▶ **DOCUMENT EXCERPT**
I am using REAPR software to assess correctness of my de novo genome assembly from HiSeq4000 Illumina reads - this software simply compares theoretical predictions of uniform coverage to actual observed coverage based on mapping component reads back to the inferred assembly. The coverage Vs GC plot from this mapping is shown at this link - https://ibb.co/k3Efvb
This means there is GC-bias in coverage exists, but is very minimal because the slope (solid black line) is almost zero, correct? I find it surprising that average fragment coverage here is < 5X, whereas crude per-nucleotide coverage, based on Lander/Waterman equation C = LN/G =~ 90X!
If indeed there is some GC bias contributing to coverage depth differences, then is it beyond what is to be expected of my data (haploid, fungal spores) or any data of this type? I ask because there are ~ 90K errors reported by REAPR where observed fragment coverage is ZERO, where the assembly should be, but is NOT broken or gapped at these positions! These are obvious mis-joints, right?
Is it known how and why GC-content dependent coverage bias can result in mis-assemblies during de novo assembly? I've tried a5, a5miseq, ABySS, SPAdes with different pre-processing variations - but to no avail, REAPR always reports about 90K errors.
Related to this potential GC-bias introduced-error, are there other software such as deep Tools' computeGCBias and correctGCBias and GCcorrect, for my purposes? And what is the general consensus about the need and efficacy of such GC bias correction steps / tools - yes, no or dependent on data?
And finally, if it is recommended, at what stage of my pre-processing is this suggested with respects to other steps such as adapter-removal, quality trimming, length filtering, filtering tile, Error Correction etc? THANKS!

▶ **ENTRIES SUPPLIED**
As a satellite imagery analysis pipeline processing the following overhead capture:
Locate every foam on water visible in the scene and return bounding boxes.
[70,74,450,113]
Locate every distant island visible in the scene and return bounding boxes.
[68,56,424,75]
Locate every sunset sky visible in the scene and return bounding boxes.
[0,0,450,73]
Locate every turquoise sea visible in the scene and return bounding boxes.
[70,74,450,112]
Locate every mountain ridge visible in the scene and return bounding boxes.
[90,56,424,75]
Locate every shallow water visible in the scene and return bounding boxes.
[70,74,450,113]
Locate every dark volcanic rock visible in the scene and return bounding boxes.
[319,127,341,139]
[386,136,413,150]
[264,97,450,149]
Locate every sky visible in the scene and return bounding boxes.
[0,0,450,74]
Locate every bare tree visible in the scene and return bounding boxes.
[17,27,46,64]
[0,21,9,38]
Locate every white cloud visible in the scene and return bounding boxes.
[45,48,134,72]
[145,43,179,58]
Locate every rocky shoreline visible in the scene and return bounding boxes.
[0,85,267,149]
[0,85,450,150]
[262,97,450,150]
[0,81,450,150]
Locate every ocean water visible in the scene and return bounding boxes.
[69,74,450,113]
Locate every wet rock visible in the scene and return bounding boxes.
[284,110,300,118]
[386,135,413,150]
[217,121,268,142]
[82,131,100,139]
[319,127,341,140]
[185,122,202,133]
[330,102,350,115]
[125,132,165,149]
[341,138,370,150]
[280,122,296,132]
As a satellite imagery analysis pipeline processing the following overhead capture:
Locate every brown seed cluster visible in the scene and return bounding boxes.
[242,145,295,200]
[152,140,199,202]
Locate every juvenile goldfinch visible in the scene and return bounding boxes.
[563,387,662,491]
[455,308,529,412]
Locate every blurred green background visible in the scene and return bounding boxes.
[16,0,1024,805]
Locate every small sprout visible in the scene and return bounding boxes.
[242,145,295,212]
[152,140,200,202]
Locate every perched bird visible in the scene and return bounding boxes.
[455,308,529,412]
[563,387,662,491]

▶ **WORK ORDER A**
Rewrite everything in the GC-bias post from "If indeed there" down to "obvious mis-joints, right?", swapping "mis-joints" for "misassemblies".
▶ **WORK ORDER B**
Name every assembler that the GC-bias post says was tried.

▶ **EXERCISE RESULT A**
If indeed there is some GC bias contributing to coverage depth differences, then is it beyond what is to be expected of my data (haploid, fungal spores) or any data of this type? I ask because there are ~ 90K errors reported by REAPR where observed fragment coverage is ZERO, where the assembly should be, but is NOT broken or gapped at these positions! These are obvious misassemblies, right?

▶ **EXERCISE RESULT B**
a5, a5miseq, ABySS, SPAdes